- [Work instructions]:
I need the number of lines in the listing below that include the string "segmenter", and only that number.

- [Materials provided]:

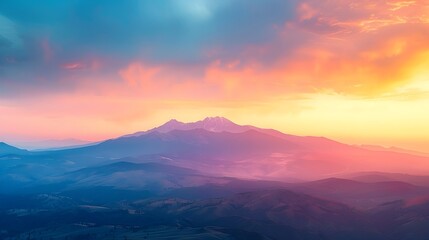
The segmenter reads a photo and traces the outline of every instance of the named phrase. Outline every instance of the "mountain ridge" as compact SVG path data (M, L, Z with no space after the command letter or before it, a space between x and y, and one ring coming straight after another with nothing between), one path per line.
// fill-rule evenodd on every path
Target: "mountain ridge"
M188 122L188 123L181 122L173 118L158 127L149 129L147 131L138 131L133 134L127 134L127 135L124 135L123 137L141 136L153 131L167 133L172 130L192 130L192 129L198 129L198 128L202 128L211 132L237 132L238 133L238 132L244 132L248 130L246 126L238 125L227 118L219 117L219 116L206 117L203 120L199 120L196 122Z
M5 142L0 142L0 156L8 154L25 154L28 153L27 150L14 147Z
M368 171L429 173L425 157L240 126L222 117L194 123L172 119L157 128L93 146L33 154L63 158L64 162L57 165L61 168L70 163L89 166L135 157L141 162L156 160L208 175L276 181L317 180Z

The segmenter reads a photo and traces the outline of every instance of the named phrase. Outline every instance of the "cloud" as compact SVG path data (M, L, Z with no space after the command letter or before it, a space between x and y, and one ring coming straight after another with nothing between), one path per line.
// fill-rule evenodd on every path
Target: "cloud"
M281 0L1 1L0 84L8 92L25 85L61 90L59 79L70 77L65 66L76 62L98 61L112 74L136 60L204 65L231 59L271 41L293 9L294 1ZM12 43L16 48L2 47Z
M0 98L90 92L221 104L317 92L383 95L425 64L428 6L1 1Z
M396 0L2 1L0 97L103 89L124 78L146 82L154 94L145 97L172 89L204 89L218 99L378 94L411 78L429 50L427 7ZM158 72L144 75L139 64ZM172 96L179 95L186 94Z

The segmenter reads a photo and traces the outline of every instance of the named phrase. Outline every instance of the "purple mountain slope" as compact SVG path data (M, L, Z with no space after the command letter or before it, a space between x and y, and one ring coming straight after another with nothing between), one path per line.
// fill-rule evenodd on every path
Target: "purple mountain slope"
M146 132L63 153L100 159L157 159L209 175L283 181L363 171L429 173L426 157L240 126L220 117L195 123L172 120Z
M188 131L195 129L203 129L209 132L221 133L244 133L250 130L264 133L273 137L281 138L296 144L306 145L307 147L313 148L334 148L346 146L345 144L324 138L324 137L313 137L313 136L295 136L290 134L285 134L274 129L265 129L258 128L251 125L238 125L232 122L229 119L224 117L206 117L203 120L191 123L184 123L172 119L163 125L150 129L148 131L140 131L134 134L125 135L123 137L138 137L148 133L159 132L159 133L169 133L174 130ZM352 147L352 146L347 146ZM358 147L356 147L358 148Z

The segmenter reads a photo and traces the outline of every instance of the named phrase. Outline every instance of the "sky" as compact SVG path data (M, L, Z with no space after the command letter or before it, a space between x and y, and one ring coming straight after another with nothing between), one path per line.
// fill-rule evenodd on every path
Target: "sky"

- [Solution to this problem]:
4